What you need to do:
- A) List every person named in the passage about Long, leaving out Long himself.
- B) Using the passage about Long, decide whether each statement agrees with it, and support each decision with the passage's own words: (i) Long usually slept in a dormitory bed at the hostel. (ii) The trial lasted 19 days. (iii) In 1991 Long was found guilty of assault and malicious damage.
- C) According to the passage about Long, what sentence did he receive in 1993, and for which offenses?

But the lonely, troubled man with a history of violence and mental problems was a misfit at the Palace Backpacker Hostel. There he was surrounded by younger people, many of them well-educated and from affluent, middle-class backgrounds. Long drank with some of the travellers and joined in their barbecues but, according to evidence given at his trial, he loathed and resented them.

Despite having a bed in one of the dormitories, he preferred to sleep on the couch in the television room, where he started the fire in June 2000. Survivors and locals testified that he made threats, both general and specific, against the backpackers. He harboured a particular dislike for an Indian man, Vishal Tomar, whom he threatened to kill on two occasions.

Born in Sydney, he was adopted by Norma and Sid Long, a self-effacing couple who sat quietly in the public gallery, heads bowed, for much of the 19-day trial.

Long's first encounter with the police came while still a boy, when he was caught stealing women's underwear from clothes lines. He became involved in petty crime and drifted from place to place. As the years passed, the charges became more serious, and in 1991 he was found guilty of assault and malicious damage.

The following year, he was sentenced to six months in a maximum-security prison after assaulting his common-law wife, Christine Campbell, with whom he had a daughter, Kirra. The couple became estranged, and in 1993 he was jailed for four years for child abduction and assault after kidnapping Kirra and trying to strangle her.

Supplied information:
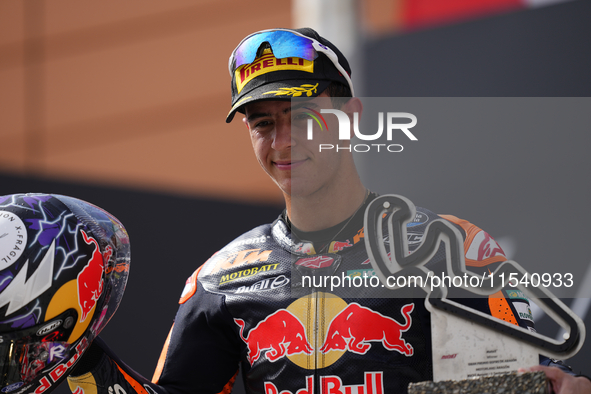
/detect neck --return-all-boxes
[284,178,368,231]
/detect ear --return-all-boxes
[342,97,363,119]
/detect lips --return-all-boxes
[273,159,307,171]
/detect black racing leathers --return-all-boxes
[69,208,572,394]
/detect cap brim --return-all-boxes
[226,79,332,123]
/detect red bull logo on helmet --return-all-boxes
[77,230,106,323]
[328,240,353,253]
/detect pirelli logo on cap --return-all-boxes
[235,49,314,93]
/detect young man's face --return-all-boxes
[244,93,348,197]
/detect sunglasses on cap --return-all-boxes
[228,29,355,96]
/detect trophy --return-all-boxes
[364,195,585,393]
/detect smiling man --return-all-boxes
[70,29,591,394]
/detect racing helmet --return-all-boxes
[0,194,130,394]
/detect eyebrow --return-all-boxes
[246,101,319,122]
[246,107,291,122]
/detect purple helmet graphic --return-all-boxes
[0,194,130,394]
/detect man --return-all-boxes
[70,29,591,394]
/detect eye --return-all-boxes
[253,120,271,129]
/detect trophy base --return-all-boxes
[408,371,550,394]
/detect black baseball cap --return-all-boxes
[226,28,353,123]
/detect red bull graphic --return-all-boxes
[234,309,314,365]
[320,302,414,356]
[328,240,353,253]
[77,230,105,323]
[265,371,384,394]
[234,292,414,370]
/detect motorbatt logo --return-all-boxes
[304,107,417,153]
[234,292,414,369]
[265,371,384,394]
[220,263,279,285]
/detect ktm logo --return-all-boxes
[234,293,414,369]
[211,249,271,274]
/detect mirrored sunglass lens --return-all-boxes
[233,31,316,70]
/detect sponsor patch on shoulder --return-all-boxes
[179,266,203,304]
[513,302,534,322]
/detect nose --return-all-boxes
[272,118,294,151]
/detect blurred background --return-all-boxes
[0,0,591,393]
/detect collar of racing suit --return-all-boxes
[280,191,378,251]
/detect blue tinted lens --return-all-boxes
[233,30,316,70]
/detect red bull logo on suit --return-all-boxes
[265,371,384,394]
[234,293,414,370]
[234,309,313,365]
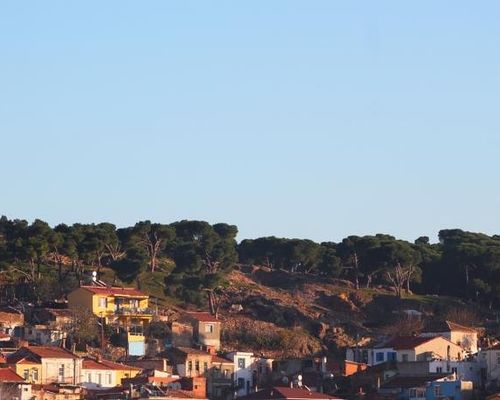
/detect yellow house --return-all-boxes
[68,286,153,355]
[82,358,142,389]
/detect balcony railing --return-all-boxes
[115,307,153,315]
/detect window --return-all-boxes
[99,297,108,308]
[59,364,64,380]
[410,388,425,399]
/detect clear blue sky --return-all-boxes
[0,0,500,240]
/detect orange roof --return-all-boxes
[0,368,24,382]
[376,336,436,350]
[186,311,220,322]
[212,355,233,364]
[80,286,149,297]
[236,386,338,400]
[82,358,142,371]
[7,346,78,364]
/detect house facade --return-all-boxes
[184,312,221,350]
[68,286,153,356]
[227,351,257,397]
[6,346,82,385]
[81,358,142,389]
[420,321,479,354]
[346,336,466,366]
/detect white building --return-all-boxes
[420,321,478,354]
[227,351,257,397]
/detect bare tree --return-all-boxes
[386,263,416,298]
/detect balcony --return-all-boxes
[115,307,153,317]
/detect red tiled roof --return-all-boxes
[376,336,435,350]
[212,355,233,364]
[0,368,24,382]
[82,358,142,371]
[422,321,477,333]
[382,374,447,389]
[186,311,220,322]
[81,286,149,297]
[7,346,78,364]
[239,386,338,400]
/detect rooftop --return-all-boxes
[186,311,220,322]
[422,321,477,333]
[239,386,338,400]
[376,336,435,350]
[80,286,149,298]
[7,346,78,364]
[0,368,24,382]
[82,358,142,371]
[382,374,448,389]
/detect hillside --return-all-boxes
[195,268,483,357]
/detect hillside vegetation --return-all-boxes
[0,217,500,356]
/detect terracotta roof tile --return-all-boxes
[239,386,338,400]
[82,358,142,371]
[423,321,477,333]
[376,336,435,350]
[81,286,149,297]
[212,355,233,364]
[186,311,220,322]
[0,368,24,382]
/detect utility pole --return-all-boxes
[99,311,104,357]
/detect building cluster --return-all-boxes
[345,321,500,400]
[0,280,346,400]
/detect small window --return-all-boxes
[99,297,108,308]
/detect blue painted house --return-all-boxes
[379,374,473,400]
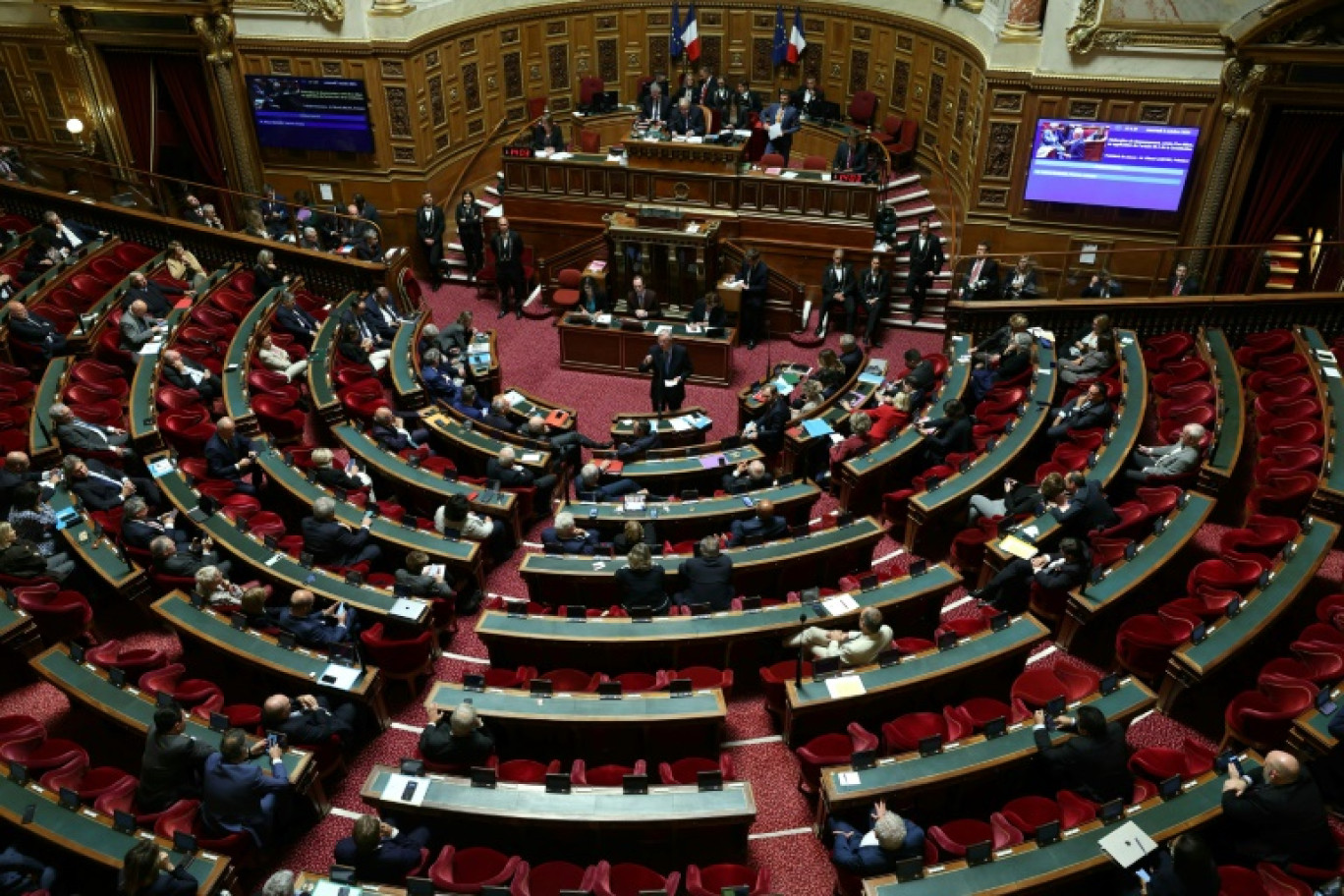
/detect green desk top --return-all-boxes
[1172,520,1340,676]
[362,765,756,825]
[158,456,424,615]
[476,564,961,644]
[424,681,728,724]
[784,614,1049,712]
[910,343,1059,515]
[844,333,971,478]
[1204,326,1242,476]
[32,644,309,779]
[0,767,229,893]
[865,759,1260,896]
[567,483,821,530]
[1073,491,1216,612]
[1295,326,1344,491]
[520,516,883,579]
[821,678,1157,810]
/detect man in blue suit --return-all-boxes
[200,728,289,846]
[336,815,428,886]
[830,800,924,877]
[205,417,266,494]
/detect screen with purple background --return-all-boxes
[1027,118,1199,211]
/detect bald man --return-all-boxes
[1215,750,1339,868]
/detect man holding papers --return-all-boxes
[784,607,891,666]
[640,333,695,414]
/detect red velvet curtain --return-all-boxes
[102,50,158,172]
[1223,113,1344,293]
[154,55,226,187]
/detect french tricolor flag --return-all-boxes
[788,7,808,65]
[682,3,700,62]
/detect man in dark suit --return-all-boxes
[742,383,789,454]
[420,702,494,767]
[121,271,185,319]
[760,90,803,165]
[163,350,224,406]
[640,81,672,121]
[205,417,266,494]
[1166,262,1199,296]
[200,728,289,846]
[673,534,735,612]
[1033,706,1135,804]
[815,249,859,336]
[136,703,215,812]
[416,193,445,289]
[490,218,527,319]
[1045,380,1114,442]
[5,300,69,362]
[275,586,359,650]
[668,96,708,137]
[961,242,998,303]
[300,497,383,567]
[1217,750,1339,868]
[971,538,1089,612]
[728,500,789,548]
[640,333,695,414]
[335,815,428,886]
[625,275,662,321]
[906,215,946,324]
[275,293,321,348]
[738,249,770,350]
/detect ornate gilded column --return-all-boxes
[1190,59,1281,271]
[51,7,132,169]
[998,0,1045,40]
[191,12,260,195]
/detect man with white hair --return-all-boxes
[1125,423,1204,482]
[830,800,924,877]
[541,512,596,555]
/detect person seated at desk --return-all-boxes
[420,702,494,768]
[120,838,200,896]
[829,800,924,877]
[616,418,662,464]
[574,464,642,501]
[163,348,224,406]
[830,131,868,175]
[275,586,359,650]
[616,544,668,617]
[149,534,233,579]
[961,241,998,303]
[668,96,708,137]
[485,445,556,512]
[784,607,891,669]
[205,417,266,494]
[198,728,289,846]
[971,538,1090,614]
[309,447,372,493]
[541,512,596,556]
[675,534,737,612]
[333,814,428,886]
[728,500,789,548]
[300,496,383,567]
[742,383,789,454]
[1045,380,1115,442]
[1000,255,1037,301]
[625,274,662,321]
[723,460,774,494]
[532,111,565,152]
[690,292,728,328]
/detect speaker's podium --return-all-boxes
[602,204,735,313]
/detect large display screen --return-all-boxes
[248,76,373,152]
[1027,118,1199,211]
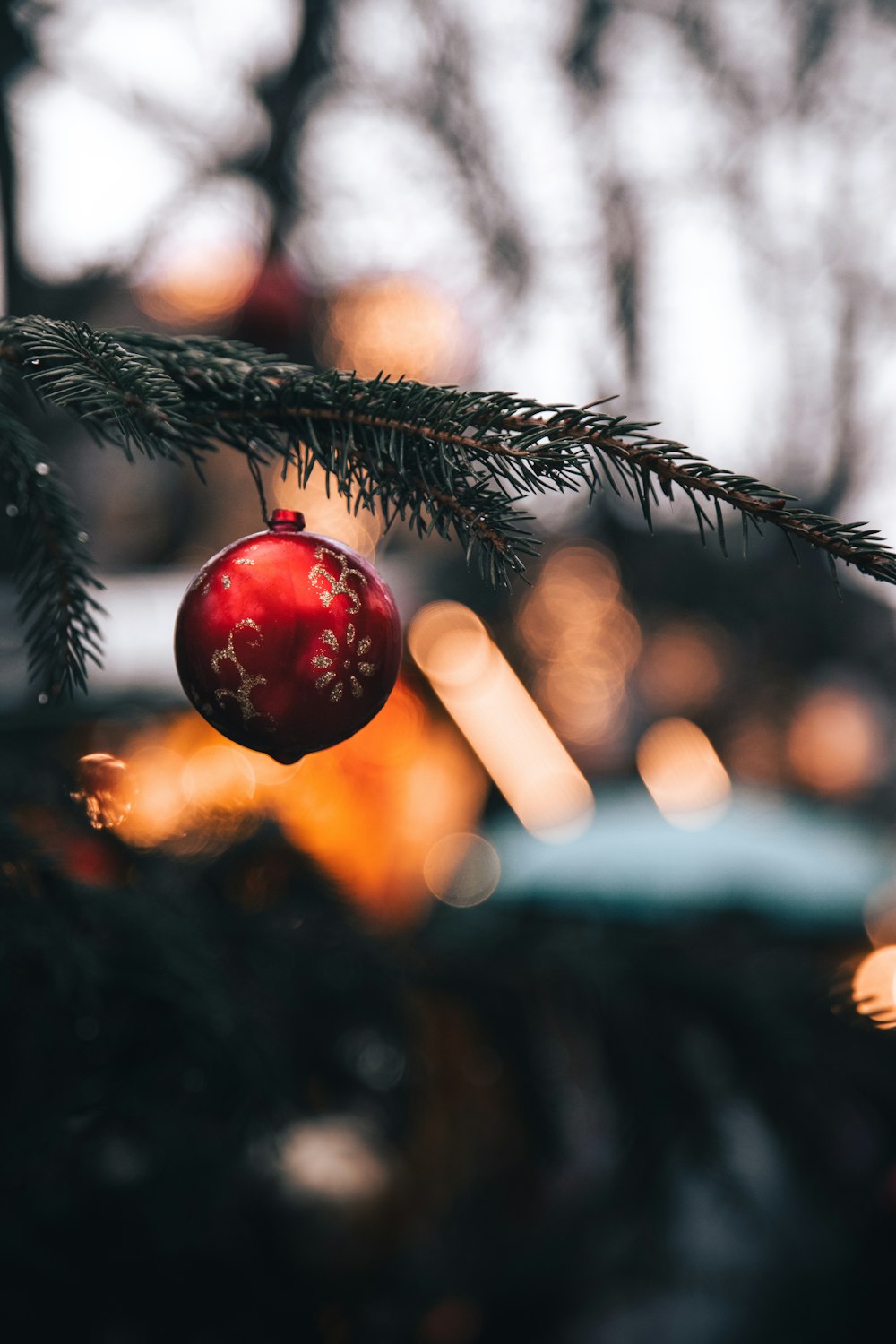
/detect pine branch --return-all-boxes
[0,403,102,699]
[0,317,896,685]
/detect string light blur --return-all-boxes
[423,833,501,909]
[635,718,731,831]
[853,946,896,1029]
[407,602,594,843]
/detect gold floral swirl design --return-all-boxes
[312,621,376,704]
[211,617,269,723]
[307,546,366,616]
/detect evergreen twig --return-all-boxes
[0,317,896,687]
[0,403,102,698]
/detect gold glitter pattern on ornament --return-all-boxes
[211,617,267,723]
[312,621,376,704]
[307,546,366,616]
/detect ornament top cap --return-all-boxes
[267,508,305,532]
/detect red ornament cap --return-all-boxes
[175,510,401,763]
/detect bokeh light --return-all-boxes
[638,620,724,714]
[423,833,501,909]
[853,946,896,1027]
[134,244,261,328]
[71,752,133,831]
[277,1116,392,1207]
[318,276,463,383]
[407,602,594,841]
[788,685,887,797]
[637,718,731,830]
[517,545,641,747]
[112,680,487,922]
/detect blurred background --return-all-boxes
[0,0,896,1344]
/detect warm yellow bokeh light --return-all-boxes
[638,621,723,714]
[423,832,501,909]
[71,752,133,831]
[788,687,887,797]
[517,545,641,747]
[134,244,261,327]
[637,719,731,830]
[407,602,594,841]
[853,946,896,1027]
[112,680,487,922]
[320,276,463,383]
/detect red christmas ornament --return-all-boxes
[175,508,401,765]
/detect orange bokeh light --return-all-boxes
[637,719,731,830]
[134,244,261,327]
[407,602,594,841]
[320,276,463,383]
[788,687,887,796]
[638,621,723,714]
[112,680,487,921]
[853,946,896,1027]
[517,545,641,747]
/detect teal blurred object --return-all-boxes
[487,785,896,929]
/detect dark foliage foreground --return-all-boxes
[0,790,896,1344]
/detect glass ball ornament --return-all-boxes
[175,510,401,765]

Answers to the exercise:
- A) Vishal Tomar, Norma Long, Sid Long, Christine Campbell, Kirra

- B)
(i) No: "he preferred to sleep on the couch in the television room"
(ii) Yes: "for much of the 19-day trial"
(iii) Yes: "in 1991 he was found guilty of assault and malicious damage"

- C) He was jailed for four years for child abduction and assault.